### Page excerpt
Some mentally challenged people out there are scoffing sarcastically at this issue, saying “Oh no, whatever will we do without iPhones…?”. They don’t grasp the wider implications. If Apple’s production is going down because of the supply chain disruption then this is a signal that multiple companies and most of the economy are also going down because of supply chain disruptions. It’s not about iPhones, it’s about the bigger picture.
Globalism has led to interdependent economies and nation states that no longer have redundancies in production. We have been forced to rely on production centers on the other side of the world for a vast majority of our goods.
When China shuts down, the US economy loses almost 20% of its supply chain. When Japan, Singapore, Taiwan, Hong Kong and Vietnam shut down from the virus, you can add another 10% to 15% on top of that. Retailers in the US represent around 70% of GDP. Cut off the supply chain in Asia and retailers lose a vast array of goods to sell. The US economy eventually shuts down also, even if the virus never spreads here.

### Problem 1
In the passage on supply chain disruption, which places are said to add another 10% to 15% when they shut down from the virus? List them all.
### Problem 2
According to the passage on supply chain disruption, what share of GDP do US retailers represent?
### Problem 3
Translate this sentence from the passage on supply chain disruption into Spanish: "Globalism has led to interdependent economies and nation states that no longer have redundancies in production."

### Records excerpted from a collection

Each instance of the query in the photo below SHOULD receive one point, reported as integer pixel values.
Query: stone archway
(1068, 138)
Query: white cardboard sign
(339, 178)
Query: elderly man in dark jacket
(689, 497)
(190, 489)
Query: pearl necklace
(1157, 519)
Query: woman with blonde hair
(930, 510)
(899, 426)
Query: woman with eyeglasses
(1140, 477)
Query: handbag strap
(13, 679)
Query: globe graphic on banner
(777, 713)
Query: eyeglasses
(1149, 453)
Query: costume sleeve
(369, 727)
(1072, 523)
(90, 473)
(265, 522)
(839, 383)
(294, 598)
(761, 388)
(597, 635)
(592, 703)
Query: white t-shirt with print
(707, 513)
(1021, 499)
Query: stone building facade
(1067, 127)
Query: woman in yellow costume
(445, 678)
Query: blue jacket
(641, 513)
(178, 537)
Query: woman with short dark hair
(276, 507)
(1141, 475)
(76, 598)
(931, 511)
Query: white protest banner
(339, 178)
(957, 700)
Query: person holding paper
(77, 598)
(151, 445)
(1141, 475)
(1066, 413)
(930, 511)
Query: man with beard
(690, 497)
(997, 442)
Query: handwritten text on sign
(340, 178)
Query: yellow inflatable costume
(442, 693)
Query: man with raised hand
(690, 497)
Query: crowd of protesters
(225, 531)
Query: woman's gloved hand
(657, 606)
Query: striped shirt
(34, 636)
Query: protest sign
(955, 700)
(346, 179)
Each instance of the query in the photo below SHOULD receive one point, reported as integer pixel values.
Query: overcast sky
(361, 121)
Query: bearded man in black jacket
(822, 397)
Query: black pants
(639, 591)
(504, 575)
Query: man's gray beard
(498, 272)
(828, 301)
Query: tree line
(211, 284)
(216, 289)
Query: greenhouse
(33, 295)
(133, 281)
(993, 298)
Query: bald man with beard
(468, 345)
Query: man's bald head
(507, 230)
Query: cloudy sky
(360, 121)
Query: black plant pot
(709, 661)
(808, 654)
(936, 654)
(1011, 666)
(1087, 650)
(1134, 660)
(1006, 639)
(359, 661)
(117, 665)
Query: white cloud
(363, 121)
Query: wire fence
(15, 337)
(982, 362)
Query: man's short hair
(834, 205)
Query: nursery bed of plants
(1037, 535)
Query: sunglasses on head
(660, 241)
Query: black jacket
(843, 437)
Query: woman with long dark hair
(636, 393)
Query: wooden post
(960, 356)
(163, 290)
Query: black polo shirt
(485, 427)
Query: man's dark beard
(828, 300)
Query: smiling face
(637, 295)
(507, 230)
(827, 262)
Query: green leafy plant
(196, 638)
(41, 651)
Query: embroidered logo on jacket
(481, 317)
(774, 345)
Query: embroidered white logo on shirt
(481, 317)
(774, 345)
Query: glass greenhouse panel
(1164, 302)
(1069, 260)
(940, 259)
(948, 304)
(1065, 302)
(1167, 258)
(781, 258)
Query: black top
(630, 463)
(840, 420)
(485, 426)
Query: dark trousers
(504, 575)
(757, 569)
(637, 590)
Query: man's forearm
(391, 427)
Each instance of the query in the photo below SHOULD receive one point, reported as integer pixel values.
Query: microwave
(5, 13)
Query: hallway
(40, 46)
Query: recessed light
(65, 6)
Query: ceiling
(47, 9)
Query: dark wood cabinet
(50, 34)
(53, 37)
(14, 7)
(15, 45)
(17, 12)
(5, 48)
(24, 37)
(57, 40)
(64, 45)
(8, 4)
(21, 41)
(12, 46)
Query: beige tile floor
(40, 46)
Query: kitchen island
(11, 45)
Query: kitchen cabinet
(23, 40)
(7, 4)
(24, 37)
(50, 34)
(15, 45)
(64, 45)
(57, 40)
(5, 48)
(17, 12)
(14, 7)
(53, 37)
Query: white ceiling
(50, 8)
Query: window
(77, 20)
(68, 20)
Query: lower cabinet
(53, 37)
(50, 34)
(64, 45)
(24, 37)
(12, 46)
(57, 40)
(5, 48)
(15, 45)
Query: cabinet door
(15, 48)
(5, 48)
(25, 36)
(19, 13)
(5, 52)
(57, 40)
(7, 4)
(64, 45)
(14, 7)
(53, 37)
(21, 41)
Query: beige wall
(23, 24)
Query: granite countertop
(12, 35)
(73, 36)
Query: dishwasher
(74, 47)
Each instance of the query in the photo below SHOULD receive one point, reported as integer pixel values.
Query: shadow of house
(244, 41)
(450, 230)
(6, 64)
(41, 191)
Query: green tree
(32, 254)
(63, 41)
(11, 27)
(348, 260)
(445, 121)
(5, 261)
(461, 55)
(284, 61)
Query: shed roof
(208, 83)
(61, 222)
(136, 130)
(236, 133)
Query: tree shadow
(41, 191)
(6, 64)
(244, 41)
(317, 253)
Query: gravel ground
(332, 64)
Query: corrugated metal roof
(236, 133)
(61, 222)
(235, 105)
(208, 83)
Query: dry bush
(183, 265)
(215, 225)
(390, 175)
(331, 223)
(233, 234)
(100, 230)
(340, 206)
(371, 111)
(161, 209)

### Problem solution 1
Japan, Singapore, Taiwan, Hong Kong, Vietnam

### Problem solution 2
Around 70%.

### Problem solution 3
La globalización ha dado lugar a economías interdependientes y a Estados nación que ya no tienen redundancias en la producción.